REQUIREMENT
Where does the word "stroller" occur in the data below? Copy each line that holds it.

(Referring expression pointing data)
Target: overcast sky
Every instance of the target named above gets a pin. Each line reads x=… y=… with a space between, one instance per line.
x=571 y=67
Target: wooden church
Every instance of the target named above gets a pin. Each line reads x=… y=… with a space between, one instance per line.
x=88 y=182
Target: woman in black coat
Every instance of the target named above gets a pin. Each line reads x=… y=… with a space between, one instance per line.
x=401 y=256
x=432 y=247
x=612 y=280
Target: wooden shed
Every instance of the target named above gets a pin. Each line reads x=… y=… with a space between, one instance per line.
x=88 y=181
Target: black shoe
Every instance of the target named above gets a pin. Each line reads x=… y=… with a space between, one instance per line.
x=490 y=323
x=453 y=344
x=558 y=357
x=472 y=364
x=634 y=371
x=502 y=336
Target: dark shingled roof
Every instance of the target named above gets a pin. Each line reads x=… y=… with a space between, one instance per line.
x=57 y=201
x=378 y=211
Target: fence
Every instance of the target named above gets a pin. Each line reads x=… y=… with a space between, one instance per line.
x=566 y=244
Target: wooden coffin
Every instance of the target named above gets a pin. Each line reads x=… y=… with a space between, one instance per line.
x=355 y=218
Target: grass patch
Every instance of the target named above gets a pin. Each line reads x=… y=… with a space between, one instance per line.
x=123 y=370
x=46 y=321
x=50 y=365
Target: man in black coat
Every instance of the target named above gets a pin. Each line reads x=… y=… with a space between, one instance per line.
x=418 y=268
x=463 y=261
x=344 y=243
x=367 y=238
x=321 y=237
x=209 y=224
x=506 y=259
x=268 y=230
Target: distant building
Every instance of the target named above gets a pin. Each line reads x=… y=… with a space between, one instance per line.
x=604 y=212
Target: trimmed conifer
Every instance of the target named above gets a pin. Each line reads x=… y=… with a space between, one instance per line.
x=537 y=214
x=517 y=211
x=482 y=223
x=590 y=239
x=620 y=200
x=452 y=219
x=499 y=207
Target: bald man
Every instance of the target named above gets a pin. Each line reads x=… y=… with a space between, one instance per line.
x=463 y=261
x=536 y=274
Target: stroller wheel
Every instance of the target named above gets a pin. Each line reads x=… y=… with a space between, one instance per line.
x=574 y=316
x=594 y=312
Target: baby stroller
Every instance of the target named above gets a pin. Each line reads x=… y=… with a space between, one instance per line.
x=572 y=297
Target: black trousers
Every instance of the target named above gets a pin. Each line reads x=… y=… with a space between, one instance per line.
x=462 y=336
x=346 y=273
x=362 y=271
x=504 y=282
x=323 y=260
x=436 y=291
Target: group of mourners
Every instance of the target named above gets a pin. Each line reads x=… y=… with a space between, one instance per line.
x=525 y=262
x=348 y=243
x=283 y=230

ANSWER SPACE
Target: stroller wheel
Target: baby stroller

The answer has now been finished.